### [Your instructions]
Pull out every line of the records that holds the word "roof", and copy each one.

### [Available records]
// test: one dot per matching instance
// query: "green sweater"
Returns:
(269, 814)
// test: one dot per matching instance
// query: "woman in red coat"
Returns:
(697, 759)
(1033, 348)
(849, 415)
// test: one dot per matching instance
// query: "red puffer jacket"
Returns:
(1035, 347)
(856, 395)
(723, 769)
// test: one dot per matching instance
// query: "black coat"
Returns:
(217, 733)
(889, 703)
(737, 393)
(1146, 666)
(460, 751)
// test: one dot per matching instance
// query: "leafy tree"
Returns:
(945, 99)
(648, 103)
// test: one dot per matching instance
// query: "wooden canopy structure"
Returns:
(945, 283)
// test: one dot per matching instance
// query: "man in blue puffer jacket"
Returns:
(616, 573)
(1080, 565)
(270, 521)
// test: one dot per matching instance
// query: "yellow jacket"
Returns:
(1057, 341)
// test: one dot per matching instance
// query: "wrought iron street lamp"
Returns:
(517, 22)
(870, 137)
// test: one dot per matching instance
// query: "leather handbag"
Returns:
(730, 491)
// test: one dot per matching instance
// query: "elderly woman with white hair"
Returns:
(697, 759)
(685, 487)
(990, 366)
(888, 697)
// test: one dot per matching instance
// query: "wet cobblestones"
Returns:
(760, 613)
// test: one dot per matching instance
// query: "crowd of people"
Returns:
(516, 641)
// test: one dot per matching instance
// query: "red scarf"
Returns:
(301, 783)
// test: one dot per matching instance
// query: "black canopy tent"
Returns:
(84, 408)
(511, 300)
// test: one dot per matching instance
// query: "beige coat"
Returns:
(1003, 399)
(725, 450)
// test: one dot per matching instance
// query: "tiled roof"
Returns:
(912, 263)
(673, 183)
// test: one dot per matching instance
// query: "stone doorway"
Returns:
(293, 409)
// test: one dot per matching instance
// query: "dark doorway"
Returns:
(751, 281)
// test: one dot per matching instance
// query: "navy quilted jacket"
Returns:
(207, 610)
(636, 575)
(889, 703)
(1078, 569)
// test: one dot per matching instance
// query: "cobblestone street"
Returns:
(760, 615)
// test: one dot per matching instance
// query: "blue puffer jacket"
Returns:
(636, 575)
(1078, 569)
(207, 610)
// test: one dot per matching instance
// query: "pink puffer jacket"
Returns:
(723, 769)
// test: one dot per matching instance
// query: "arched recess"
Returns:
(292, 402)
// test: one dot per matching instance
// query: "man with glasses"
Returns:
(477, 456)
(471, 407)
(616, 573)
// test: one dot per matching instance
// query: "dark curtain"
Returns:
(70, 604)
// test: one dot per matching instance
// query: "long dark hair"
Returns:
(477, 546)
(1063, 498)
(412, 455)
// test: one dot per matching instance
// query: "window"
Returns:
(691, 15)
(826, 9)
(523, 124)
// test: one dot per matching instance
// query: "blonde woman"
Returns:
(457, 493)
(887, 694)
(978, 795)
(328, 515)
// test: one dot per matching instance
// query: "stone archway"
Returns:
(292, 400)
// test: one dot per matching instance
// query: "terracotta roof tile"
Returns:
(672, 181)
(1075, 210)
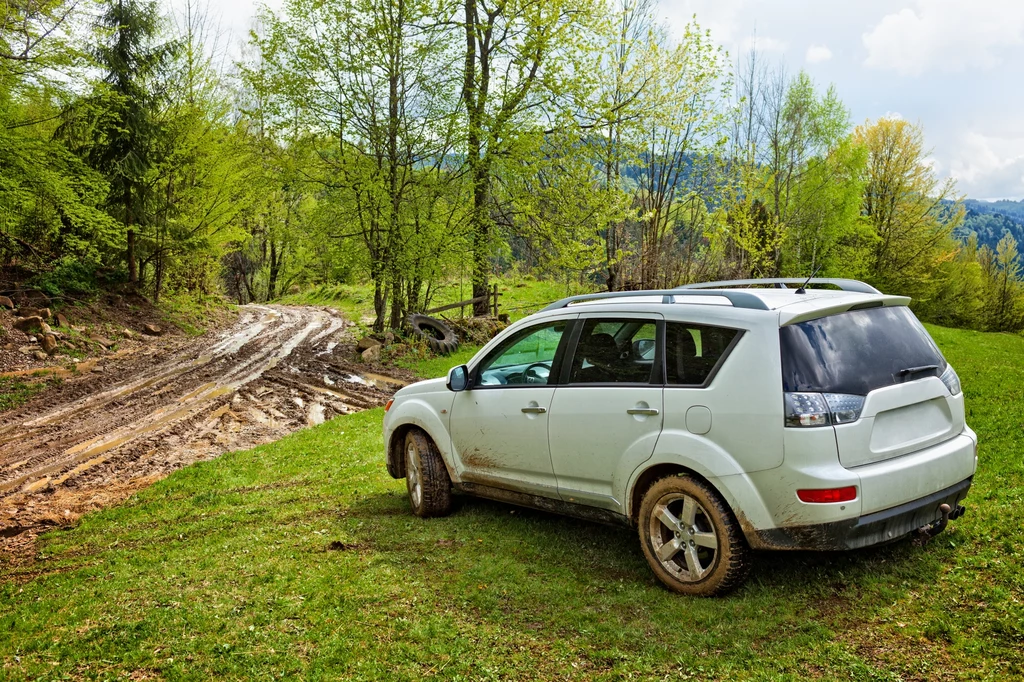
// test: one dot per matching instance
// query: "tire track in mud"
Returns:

### [Solution below]
// query: "tiled roof"
// query: "terracotta roof tile"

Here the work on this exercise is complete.